→ **PROBLEM DETAILS**: The response should contain every record, reproduced exactly.

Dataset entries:
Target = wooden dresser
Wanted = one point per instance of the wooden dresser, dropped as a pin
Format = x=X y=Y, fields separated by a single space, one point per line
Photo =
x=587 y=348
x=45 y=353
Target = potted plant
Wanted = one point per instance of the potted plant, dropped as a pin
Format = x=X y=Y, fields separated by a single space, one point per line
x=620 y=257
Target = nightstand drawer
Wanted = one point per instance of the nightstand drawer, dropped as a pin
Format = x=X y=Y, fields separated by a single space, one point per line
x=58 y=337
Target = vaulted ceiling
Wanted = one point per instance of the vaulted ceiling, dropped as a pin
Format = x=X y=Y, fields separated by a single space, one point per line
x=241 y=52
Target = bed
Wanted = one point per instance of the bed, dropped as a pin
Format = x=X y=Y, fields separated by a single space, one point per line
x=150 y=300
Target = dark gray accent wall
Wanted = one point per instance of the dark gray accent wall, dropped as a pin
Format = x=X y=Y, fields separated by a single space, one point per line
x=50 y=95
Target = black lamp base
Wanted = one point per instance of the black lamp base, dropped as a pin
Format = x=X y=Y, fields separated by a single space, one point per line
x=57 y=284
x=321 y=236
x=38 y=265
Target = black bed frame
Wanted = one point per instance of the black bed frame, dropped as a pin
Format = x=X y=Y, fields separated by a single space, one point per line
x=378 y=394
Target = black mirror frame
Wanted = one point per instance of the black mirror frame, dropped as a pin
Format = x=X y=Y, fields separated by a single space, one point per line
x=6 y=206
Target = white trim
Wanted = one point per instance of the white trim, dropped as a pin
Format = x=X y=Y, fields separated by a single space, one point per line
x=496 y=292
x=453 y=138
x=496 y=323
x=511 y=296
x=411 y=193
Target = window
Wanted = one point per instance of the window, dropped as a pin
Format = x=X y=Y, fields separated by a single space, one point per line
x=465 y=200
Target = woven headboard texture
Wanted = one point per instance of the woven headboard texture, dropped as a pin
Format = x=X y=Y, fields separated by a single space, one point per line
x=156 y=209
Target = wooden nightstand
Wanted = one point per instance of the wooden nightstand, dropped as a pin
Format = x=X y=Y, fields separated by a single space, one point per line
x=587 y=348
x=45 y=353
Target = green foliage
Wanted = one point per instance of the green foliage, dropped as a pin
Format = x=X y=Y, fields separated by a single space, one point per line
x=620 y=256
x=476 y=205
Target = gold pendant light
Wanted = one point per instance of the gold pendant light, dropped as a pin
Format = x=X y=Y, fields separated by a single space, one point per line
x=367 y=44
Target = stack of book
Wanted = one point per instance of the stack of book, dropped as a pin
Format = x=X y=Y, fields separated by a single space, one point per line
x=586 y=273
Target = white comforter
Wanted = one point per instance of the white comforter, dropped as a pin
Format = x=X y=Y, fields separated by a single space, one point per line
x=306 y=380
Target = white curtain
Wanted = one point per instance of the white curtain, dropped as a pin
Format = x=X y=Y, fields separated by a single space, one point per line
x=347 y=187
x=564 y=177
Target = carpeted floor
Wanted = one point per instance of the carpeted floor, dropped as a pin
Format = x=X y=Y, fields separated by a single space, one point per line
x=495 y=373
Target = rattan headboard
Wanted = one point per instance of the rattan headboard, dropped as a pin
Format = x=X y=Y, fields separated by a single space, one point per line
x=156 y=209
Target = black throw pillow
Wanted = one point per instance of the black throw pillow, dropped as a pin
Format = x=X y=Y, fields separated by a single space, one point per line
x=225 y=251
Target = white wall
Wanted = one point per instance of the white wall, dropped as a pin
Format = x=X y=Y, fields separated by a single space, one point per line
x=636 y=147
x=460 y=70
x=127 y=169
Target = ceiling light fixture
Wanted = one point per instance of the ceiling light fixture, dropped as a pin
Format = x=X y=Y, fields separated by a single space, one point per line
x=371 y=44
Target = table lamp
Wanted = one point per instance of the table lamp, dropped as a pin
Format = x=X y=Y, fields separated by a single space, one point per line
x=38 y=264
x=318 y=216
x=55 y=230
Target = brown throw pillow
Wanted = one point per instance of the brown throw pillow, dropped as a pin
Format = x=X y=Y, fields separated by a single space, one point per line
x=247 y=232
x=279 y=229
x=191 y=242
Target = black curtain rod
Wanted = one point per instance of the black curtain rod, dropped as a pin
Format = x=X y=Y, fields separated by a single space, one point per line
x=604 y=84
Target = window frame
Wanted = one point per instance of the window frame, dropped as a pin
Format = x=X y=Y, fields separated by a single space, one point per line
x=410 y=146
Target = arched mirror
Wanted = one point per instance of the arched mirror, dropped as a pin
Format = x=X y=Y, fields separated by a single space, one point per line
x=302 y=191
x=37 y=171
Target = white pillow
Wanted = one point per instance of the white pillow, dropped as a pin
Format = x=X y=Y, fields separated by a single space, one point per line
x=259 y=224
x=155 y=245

→ **SOLUTION TO THIS TASK**:
Target = wooden dresser
Wanted = one point per instance of the wooden dresser, dropped as a pin
Format = x=X y=Y, fields separated by a single space, one point per line
Photo =
x=587 y=348
x=45 y=353
Target = potted plant
Wanted = one point per instance of the potted plant, dropped as a pin
Format = x=X y=Y, fields separated by a single space, one point per line
x=620 y=257
Target = nightstand drawer
Wanted = one point per instance of the nightstand drawer, dropped as a pin
Format = x=X y=Y, fields separated by a single space, one point per line
x=58 y=337
Target = vaulted ceiling
Wanted = one point per instance of the vaulted ceiling, dropped as a pin
Format = x=X y=Y, fields separated by a single space, one point per line
x=241 y=52
Target = bed
Wanted = one point per instance of the bed, dropped as a pin
Format = x=X y=Y, fields separated by a single space, one point per line
x=150 y=300
Target = dark gray accent wall
Wanted = one point per instance of the dark gray accent wall, dropped as a pin
Format = x=X y=Y, fields separated by a single space, one point per line
x=50 y=95
Target = black lamp base
Wanted = one point per instance of the black lamp base, dropped as a pin
Format = x=X y=Y, fields separated by a single space, one point per line
x=57 y=284
x=321 y=236
x=38 y=265
Target = black bed frame
Wanted = one point per instance of the black bed frame, dropped as a pin
Format = x=X y=Y, fields separated by a single space, one point per line
x=378 y=394
Target = black mirror frame
Wanted = one point per instance of the black mirror frame, dropped as a pin
Format = x=X y=Y, fields separated by a single space, one point per line
x=6 y=206
Target = white trim
Wanted = one point per instance of the white trim, dropped as a pin
Format = x=X y=Y, fields separated by a single space, one point per line
x=496 y=292
x=453 y=138
x=496 y=323
x=511 y=296
x=411 y=193
Target = window
Wanted = one point per instance of the window, dropped as a pin
Format = x=X y=Y, fields separated by a single space, one point per line
x=465 y=200
Target = woven headboard texture
Wanted = one point per instance of the woven headboard texture, dropped as a pin
Format = x=X y=Y, fields separated by a single space, one point per line
x=156 y=209
Target = wooden nightstand
Wanted = one point per instance of the wooden nightstand, dropped as a pin
Format = x=X y=Y, fields separated by a single space, one point per line
x=587 y=348
x=45 y=353
Target = green foliage
Wanted = one point per instance of the green foliage, dropped as a pin
Format = x=X y=Y, fields separated by a single space, one point per line
x=620 y=256
x=476 y=205
Target = gold pendant light
Wanted = one point per instance of the gold pendant light, dropped as a pin
Format = x=X y=Y, fields separated by a single space, one point per line
x=367 y=44
Target = stack of book
Wanted = one point per instance of the stack of book, dropped as a pin
Format = x=X y=Y, fields separated by a single space, one point per line
x=586 y=273
Target = white comforter
Wanted = one point per instance of the white comforter, dropped as a pin
Format = x=X y=Y, fields separated by a single space, one point per line
x=306 y=380
Target = white curtain
Wanted = one point per instance of the white curtain, dropped as a pin
Format = x=X y=Y, fields separated by a single space, one point per line
x=347 y=187
x=564 y=177
Target = carpeted floor
Wanted = one point per instance of the carpeted floor, dropped as a pin
Format = x=X y=Y, fields separated by a single space, one point per line
x=495 y=373
Target = rattan headboard
Wanted = one point per instance of the rattan headboard, dropped as a pin
Format = x=X y=Y, fields separated by a single space, one point per line
x=156 y=209
Target = black throw pillow
Wanted = one point per instance of the black throw pillow, dropped as a pin
Format = x=X y=Y, fields separated by a single space, one point per line
x=225 y=251
Target = white wall
Wanted = one point per instance of the white wall, dropped as a pin
Format = x=X y=Y, fields separated by a single space, one point per line
x=636 y=147
x=460 y=70
x=127 y=169
Target = ceiling light fixture
Wanted = one point per instance of the ceiling light fixture, dropped as a pin
Format = x=X y=Y, fields separated by a single space, one point per line
x=371 y=44
Target = table lamp
Wanted = one point per instance of the table lamp, dropped as a pin
Format = x=X y=Y, fields separated by a single space, one point per line
x=38 y=264
x=318 y=216
x=55 y=230
Target = brown throw pillow
Wanted = one point per instance of the brown throw pillow, dropped as a pin
Format = x=X y=Y, fields separated by a single space, one point per line
x=247 y=232
x=279 y=229
x=191 y=242
Target = black curtain rod
Wanted = one point per instance of the black curtain rod, dropped as a pin
Format = x=X y=Y, fields separated by a single space, one point per line
x=604 y=84
Target = window frame
Wanted = one point per instance of the window frame, dropped as a pin
Format = x=X y=Y, fields separated by a single space, one point per line
x=410 y=146
Target = arched mirror
Wanted = one point per instance of the arched mirror, dropped as a pin
Format = x=X y=Y, fields separated by a single space, one point per line
x=302 y=191
x=37 y=171
Target = white pillow
Wanted = one point per instance of the white pillow, dropped as a pin
Format = x=X y=Y, fields separated by a single space, one point per line
x=259 y=224
x=155 y=245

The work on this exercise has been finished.